---------- Input data ----------

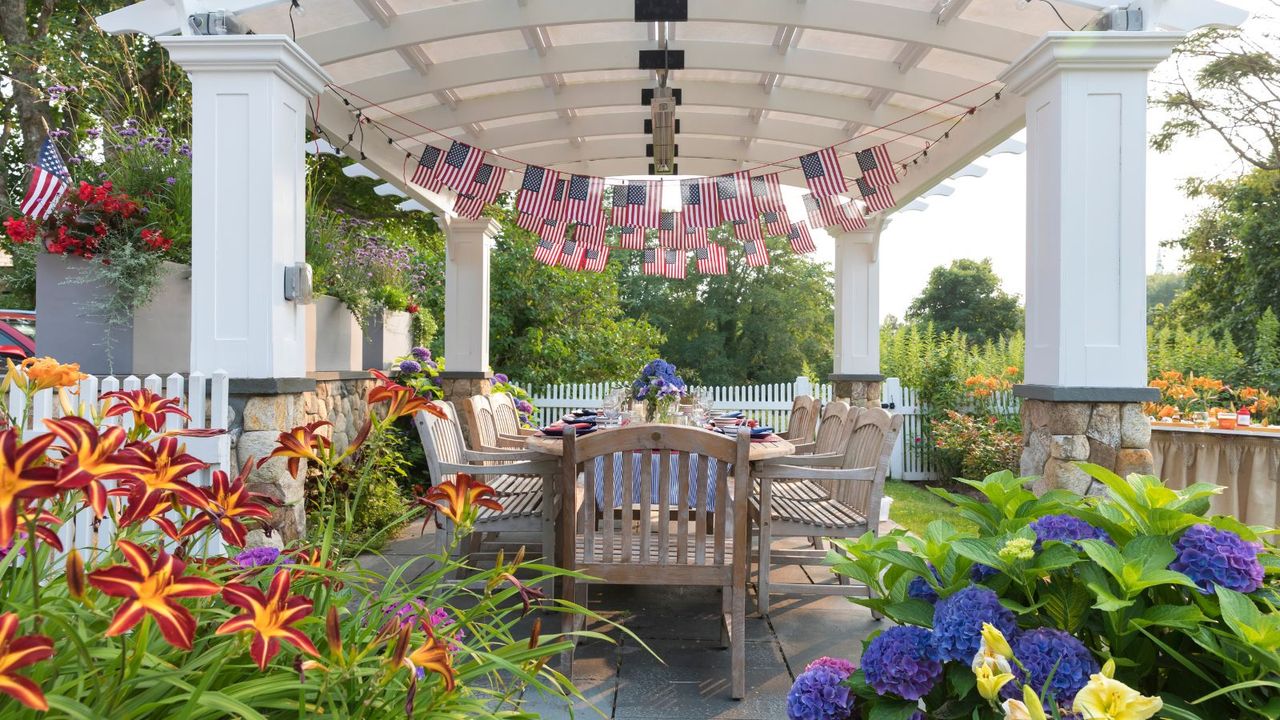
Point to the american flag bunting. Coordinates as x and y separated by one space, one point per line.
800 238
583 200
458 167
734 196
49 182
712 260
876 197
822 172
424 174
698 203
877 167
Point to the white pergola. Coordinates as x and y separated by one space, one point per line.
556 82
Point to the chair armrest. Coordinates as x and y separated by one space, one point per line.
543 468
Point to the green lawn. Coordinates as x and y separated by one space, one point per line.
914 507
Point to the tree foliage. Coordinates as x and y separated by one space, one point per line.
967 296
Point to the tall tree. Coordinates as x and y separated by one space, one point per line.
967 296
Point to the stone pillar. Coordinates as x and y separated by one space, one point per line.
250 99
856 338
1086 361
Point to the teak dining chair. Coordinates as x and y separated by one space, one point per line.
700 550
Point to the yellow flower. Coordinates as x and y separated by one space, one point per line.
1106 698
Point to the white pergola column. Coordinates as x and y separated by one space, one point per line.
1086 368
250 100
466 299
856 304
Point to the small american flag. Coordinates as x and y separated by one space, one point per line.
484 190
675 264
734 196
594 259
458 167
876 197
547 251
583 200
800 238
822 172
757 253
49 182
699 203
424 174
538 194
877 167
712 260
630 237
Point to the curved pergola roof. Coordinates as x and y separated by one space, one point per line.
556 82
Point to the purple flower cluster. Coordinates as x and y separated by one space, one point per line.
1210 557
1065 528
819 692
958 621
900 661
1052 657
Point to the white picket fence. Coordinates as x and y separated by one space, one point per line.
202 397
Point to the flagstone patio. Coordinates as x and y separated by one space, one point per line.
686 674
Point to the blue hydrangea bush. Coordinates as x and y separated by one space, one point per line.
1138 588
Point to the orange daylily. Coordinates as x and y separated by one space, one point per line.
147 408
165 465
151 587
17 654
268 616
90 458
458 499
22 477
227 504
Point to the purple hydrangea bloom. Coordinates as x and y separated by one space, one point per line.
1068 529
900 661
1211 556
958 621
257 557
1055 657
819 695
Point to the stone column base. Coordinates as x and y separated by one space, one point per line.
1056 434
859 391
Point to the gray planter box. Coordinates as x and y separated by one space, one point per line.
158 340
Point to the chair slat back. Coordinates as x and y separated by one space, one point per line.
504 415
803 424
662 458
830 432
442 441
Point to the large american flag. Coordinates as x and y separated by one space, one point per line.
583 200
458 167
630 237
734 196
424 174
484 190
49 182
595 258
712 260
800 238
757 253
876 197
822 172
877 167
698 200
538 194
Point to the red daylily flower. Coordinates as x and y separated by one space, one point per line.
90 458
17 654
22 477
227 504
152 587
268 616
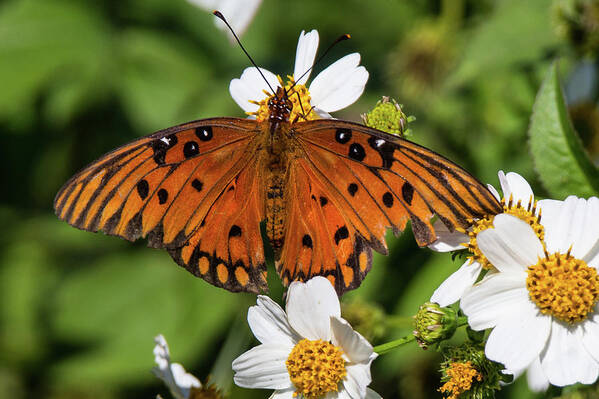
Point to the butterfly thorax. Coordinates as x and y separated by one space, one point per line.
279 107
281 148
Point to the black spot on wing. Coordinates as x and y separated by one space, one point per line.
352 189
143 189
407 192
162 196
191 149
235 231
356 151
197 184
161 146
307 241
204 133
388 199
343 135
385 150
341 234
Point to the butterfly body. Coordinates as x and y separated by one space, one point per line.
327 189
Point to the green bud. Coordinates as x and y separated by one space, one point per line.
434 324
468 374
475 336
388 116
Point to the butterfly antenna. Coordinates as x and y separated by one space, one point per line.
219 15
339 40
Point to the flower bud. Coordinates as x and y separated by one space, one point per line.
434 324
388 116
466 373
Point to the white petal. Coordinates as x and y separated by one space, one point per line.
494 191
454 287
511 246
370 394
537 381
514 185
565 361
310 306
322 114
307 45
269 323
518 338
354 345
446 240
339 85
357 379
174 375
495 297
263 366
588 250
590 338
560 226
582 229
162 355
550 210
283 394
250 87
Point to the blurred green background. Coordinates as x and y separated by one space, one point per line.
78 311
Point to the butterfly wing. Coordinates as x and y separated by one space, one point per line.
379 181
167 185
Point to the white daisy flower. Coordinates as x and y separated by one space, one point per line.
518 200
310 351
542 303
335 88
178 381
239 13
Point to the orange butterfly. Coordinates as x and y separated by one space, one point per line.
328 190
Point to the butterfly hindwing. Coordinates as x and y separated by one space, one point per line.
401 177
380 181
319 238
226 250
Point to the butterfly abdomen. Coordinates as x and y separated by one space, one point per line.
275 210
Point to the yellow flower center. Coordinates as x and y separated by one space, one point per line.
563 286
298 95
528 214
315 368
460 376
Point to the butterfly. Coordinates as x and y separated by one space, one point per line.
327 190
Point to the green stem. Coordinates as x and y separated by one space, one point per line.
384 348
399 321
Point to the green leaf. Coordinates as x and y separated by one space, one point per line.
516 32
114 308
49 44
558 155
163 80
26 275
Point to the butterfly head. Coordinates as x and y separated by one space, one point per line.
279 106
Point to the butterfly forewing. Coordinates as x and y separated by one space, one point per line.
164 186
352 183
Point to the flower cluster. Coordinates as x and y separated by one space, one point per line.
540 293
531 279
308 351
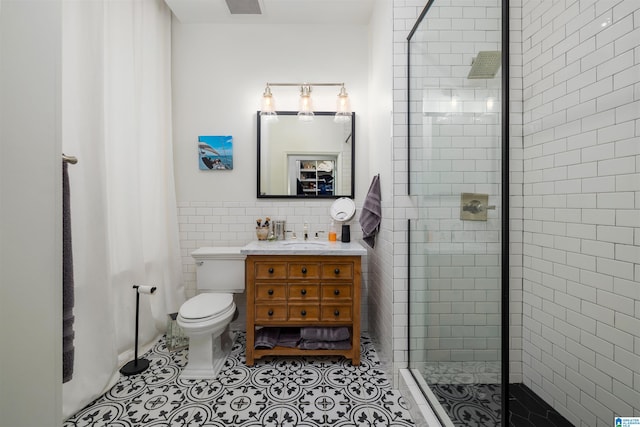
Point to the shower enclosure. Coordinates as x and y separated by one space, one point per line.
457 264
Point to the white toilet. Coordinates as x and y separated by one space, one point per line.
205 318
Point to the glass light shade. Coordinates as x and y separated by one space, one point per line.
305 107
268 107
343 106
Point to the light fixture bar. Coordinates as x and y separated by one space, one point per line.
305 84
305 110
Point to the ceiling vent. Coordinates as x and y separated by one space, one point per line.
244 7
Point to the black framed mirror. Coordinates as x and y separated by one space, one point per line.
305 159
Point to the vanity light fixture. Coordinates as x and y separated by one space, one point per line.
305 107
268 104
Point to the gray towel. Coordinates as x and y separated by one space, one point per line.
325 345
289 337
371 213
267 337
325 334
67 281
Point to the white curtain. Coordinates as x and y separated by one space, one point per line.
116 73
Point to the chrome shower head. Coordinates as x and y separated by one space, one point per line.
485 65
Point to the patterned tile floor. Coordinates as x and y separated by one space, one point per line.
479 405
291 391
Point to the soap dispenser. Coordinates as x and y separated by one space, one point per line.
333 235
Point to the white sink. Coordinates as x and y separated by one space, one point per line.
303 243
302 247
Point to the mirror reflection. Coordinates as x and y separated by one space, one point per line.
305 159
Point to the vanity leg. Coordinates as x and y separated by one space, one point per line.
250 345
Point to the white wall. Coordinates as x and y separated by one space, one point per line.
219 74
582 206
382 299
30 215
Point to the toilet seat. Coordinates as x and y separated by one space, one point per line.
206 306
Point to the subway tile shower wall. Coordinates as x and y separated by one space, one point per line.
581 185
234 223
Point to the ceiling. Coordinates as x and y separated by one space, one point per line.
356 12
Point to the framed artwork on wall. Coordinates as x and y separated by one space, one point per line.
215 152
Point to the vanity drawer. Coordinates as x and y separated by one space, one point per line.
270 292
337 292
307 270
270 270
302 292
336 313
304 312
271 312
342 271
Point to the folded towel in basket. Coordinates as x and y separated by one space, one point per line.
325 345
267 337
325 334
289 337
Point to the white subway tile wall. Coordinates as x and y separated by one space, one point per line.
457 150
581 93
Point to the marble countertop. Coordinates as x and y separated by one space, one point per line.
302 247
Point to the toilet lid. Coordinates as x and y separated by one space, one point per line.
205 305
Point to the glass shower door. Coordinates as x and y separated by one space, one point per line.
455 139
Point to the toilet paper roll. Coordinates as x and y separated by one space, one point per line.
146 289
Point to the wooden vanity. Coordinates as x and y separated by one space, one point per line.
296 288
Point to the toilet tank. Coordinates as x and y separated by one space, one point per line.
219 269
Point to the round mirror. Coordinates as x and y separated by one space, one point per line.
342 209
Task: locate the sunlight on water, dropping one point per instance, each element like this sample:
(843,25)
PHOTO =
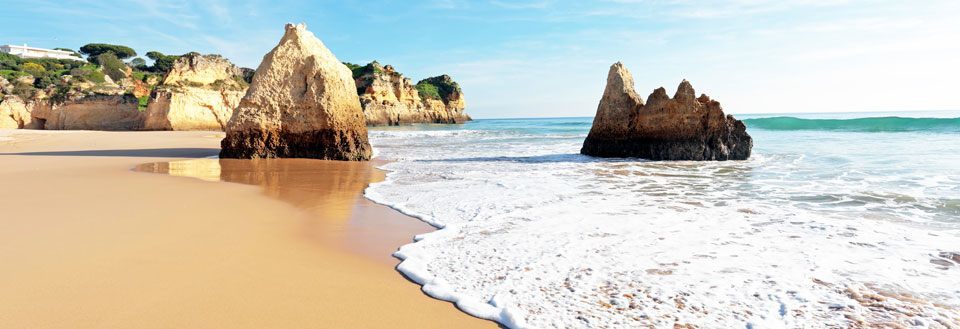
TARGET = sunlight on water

----------

**What the task asks**.
Retype every entry verbatim and exclude the pictures from the copy.

**Solution to this problem**.
Point to the american flag bunting. Coordinates as x and y separated by one space, one point per line.
800 238
583 200
458 167
734 196
49 182
712 260
876 197
822 172
424 174
698 203
877 167
Point to the white pergola. Coordinates as x and y separated by one space, one point per line.
556 82
Point to the chair armrest. Coordinates as x and y separated by one space, one point per line.
543 468
Point to the green lawn. Coordinates as x and y separated by one space, one point per line.
914 507
Point to the tree foliage. Coordinates as x and y separated by one space, one point per line.
967 296
Point to the tall tree. Coordinates as x and y separated by one space, one point per line.
967 296
Point to the stone pillar. Coordinates as x and y separated by one space, one point per line.
250 99
856 338
1086 361
Point to the teak dining chair. Coordinates as x and y separated by one space, one point per line.
700 550
Point to the yellow flower. Coordinates as x and y separated by one space, one point per line.
1106 698
Point to the white pergola column. Coordinates as x and y separated by one space, one point per line.
1086 368
250 100
466 299
856 304
Point to the small american flag. Coordinates as x and y separated by one space, one point per line.
484 190
675 264
734 196
594 259
458 167
876 197
547 251
583 200
800 238
822 172
757 253
49 182
699 203
424 174
538 194
877 167
712 260
630 237
Point to the curved pergola roof. Coordinates as x and y separated by one space, one point per line.
556 82
Point to the purple flower cluster. Coordinates as x and y separated by one space, one point per line.
1210 557
1065 528
819 692
958 621
900 661
1052 657
Point to the white picket fence. Coordinates as x and y separated by one space, one point per line.
202 397
Point to the flagstone patio. Coordinates as x and y separated by one space, one point per line.
686 674
Point to the blue hydrangea bush. Coordinates as x and y separated by one space, one point per line.
1138 588
Point to the orange daylily. Coordinates as x and y separated by one space, one point per line.
147 408
165 465
151 587
17 654
268 616
90 458
458 499
22 477
227 504
Point to the purple hydrangea bloom. Coordinates as x and y separated by one space, one point per line.
1068 529
900 661
1211 556
958 621
257 557
1055 657
819 695
Point to the stone column base. Coordinates as x and y separated by one space, one point per line.
1056 434
859 391
Point to the gray planter box. Coordinates as x and y separated by one space, one point per line.
158 340
Point to the chair slat back. Coordinates as x and y separated by one space, one point per line.
504 415
803 424
662 458
830 432
442 441
Point to the large american flag. Coordinates as x and y separated by one space, one point per line.
583 200
458 167
630 237
734 196
424 174
484 190
49 182
595 258
712 260
800 238
757 253
876 197
822 172
877 167
698 200
538 194
Point to the red daylily flower. Coordinates as x and y separated by one space, one point per line.
90 458
17 654
22 477
227 504
152 587
268 616
Point to the butterfly thorax. Coordinates as x and y separated by one space, one point per line.
279 107
281 148
Point to the black spot on wing. Coordinates as x and y separated by one space, one point per line.
352 189
143 189
407 192
162 196
191 149
235 231
356 151
197 184
161 146
307 241
204 133
388 199
343 135
385 150
341 234
Point to the butterfly body. Coordinates as x and y separated by one space, one point per line.
327 189
Point to the green bud. Coordinates as x and y separated by one space, one point per line.
434 324
468 374
475 336
388 116
Point to the butterfly antenna. Coordinates as x and y separated by one space, one point per line.
219 15
339 40
Point to the flower bud. Coordinates as x and y separated by one space, one point per line.
434 324
388 116
466 373
Point to the white petal. Coordinates as x and y separated by one space, one point per line.
494 191
454 287
511 246
370 394
537 381
514 185
565 361
310 306
322 114
307 45
269 323
518 338
354 345
446 240
339 85
357 379
174 375
495 297
263 366
588 250
590 338
560 226
582 229
162 355
550 210
283 394
250 87
Point to the blurred green background. Coordinates as x and y separated by one space, one point per line.
78 311
Point to the butterfly wing. Coordinates as x and y separated by one space, one point per line.
379 181
167 185
Point to the white daisy flower. Coordinates as x and y separated by one space, one point per line.
518 200
310 351
542 303
335 88
178 381
239 13
Point to the orange butterfly. Coordinates as x and y separated by one space, one point per line.
328 190
Point to the butterfly hindwing. Coordinates as x and y separated by one space, one point per line.
401 177
380 181
319 238
226 250
Point to the butterfly abdomen. Coordinates as x and y separated by one space, one point per line.
275 210
Point to the yellow flower center. Coordinates as x and y separated by one space, one point per line.
563 286
298 95
528 214
315 368
460 376
Point to the butterfly. Coordinates as x and y separated by one space, one point per line.
327 190
Point to the green stem. Coordinates as x and y separated by one space, one point per line.
384 348
399 321
Point to the green leaf. Coordinates as x and y separated by one space, one point per line.
516 32
114 308
49 44
558 155
163 80
26 275
Point to the butterfly head. Coordinates as x and y separated by one space, one point per line.
279 106
Point to the butterfly forewing. Coordinates as x and y separated by one space, one point per line.
164 186
352 183
Point to the flower cluster. Coordinates as x and y separated by one space, one point per line.
540 293
531 279
308 351
Point to the shower enclosure. Coordinates as x and y separated by one space, one point per line.
457 264
Point to the white toilet. Coordinates as x and y separated by one space, one point per line.
205 318
Point to the glass light shade. Coordinates as x and y separated by one space, one point per line.
305 107
268 107
343 106
Point to the light fixture bar. Coordinates as x and y separated by one space, one point per line.
305 84
305 110
Point to the ceiling vent. Coordinates as x and y separated by one space, one point per line.
244 7
Point to the black framed mirror. Coordinates as x and y separated by one space, one point per line.
305 159
Point to the vanity light fixture. Coordinates as x and y separated by one space, one point per line.
305 107
268 104
Point to the gray towel. Coordinates as x and y separated by one space, one point per line.
325 345
289 337
371 213
267 337
325 334
67 281
Point to the white curtain. Coordinates as x and y separated by one space, one point per line.
116 73
Point to the chrome shower head. Coordinates as x and y separated by one space, one point per line.
485 65
Point to the patterned tile floor. Coordinates as x and y separated by one space, one point per line.
479 405
291 391
Point to the soap dispenser. Coordinates as x and y separated by one space, one point per line.
333 235
Point to the white sink. Coordinates as x and y separated by one space, one point per line.
303 243
302 247
Point to the mirror reflection. Coordinates as x and y separated by one space, one point per line.
305 159
Point to the vanity leg. Coordinates as x and y separated by one space, one point per line.
250 345
Point to the white wall. Coordinates as x and y separated by one space, one point per line.
219 74
582 206
382 299
30 215
Point to the toilet seat. Coordinates as x and y separated by one space, one point per line.
206 306
Point to the subway tile shower wall. Coordinates as x and y separated by one space, one point per line.
581 185
234 223
Point to the ceiling. Coordinates as x and y separated by one space, one point per line.
356 12
Point to the framed artwork on wall. Coordinates as x and y separated by one space, one point per line.
215 152
Point to the vanity drawer. Coordinates as x and y separated by one space, one point per line.
270 292
337 292
307 270
270 270
302 292
336 313
304 312
271 312
342 271
Point to the folded towel in basket. Coordinates as x and y separated by one space, one point per line.
325 345
267 337
325 334
289 337
Point to the white subway tile wall. Coordinates as x and y separated by one space, one point per line.
457 150
581 93
Point to the marble countertop. Coordinates as x and y separated by one space, one point per line.
302 247
Point to the toilet lid. Coordinates as x and y separated by one space, one point per line.
205 305
Point to the glass shower door. Coordinates as x and y separated by one space, one point per line.
455 139
Point to the toilet paper roll. Coordinates as x and y separated by one space, one point per line.
146 289
Point to the wooden vanity. Coordinates as x and y separated by one space, one point per line.
296 288
Point to the toilet tank. Coordinates as x and y separated by one space, one point per line.
219 269
Point to the round mirror. Coordinates as x and y separated by one space, one point per line.
342 209
Task: locate the sunlight on water, dropping one point per instance, each element like this sample:
(843,25)
PHOTO =
TARGET = sunlight on water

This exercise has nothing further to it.